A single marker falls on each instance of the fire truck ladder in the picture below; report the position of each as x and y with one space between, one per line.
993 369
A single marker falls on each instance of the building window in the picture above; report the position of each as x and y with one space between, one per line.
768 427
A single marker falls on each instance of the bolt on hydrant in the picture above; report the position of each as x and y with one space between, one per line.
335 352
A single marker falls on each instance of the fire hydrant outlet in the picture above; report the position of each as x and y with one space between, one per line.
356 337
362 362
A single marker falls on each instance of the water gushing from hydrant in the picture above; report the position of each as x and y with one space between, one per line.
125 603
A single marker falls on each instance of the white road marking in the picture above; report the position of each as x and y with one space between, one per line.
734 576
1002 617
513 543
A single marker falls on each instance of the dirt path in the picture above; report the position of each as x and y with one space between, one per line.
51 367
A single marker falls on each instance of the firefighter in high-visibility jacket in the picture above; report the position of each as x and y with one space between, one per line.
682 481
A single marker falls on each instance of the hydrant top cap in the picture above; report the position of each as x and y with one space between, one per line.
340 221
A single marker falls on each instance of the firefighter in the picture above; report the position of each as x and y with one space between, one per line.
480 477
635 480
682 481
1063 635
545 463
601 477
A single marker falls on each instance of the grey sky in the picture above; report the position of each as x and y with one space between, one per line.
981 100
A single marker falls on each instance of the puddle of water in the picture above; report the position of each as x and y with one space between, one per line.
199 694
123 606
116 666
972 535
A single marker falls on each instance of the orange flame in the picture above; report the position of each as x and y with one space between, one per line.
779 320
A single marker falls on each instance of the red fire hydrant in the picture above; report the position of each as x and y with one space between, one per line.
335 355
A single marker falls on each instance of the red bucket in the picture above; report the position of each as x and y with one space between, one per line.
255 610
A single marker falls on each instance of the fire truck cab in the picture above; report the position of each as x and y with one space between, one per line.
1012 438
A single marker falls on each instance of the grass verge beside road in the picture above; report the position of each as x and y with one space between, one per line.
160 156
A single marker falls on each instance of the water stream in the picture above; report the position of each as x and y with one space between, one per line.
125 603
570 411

» TASK:
Rescale the stretch of the listing from the line containing "A single marker falls on each instance of the grass" through the end of the listing. Write out every line again, requests included, with each x and y coordinate in the answers multiplied by 0.4 and rounded to a whole number, halves rounding up.

» SOLUTION FOR THIS TASK:
A single marker falls on each instance of the grass verge beside road in the picture above; report the position of each as x and y with one space between, one per line.
64 62
A single marker falls on each instance of the water stream in the picture above; report the position of each as x and y with one space between, one per line.
50 241
228 164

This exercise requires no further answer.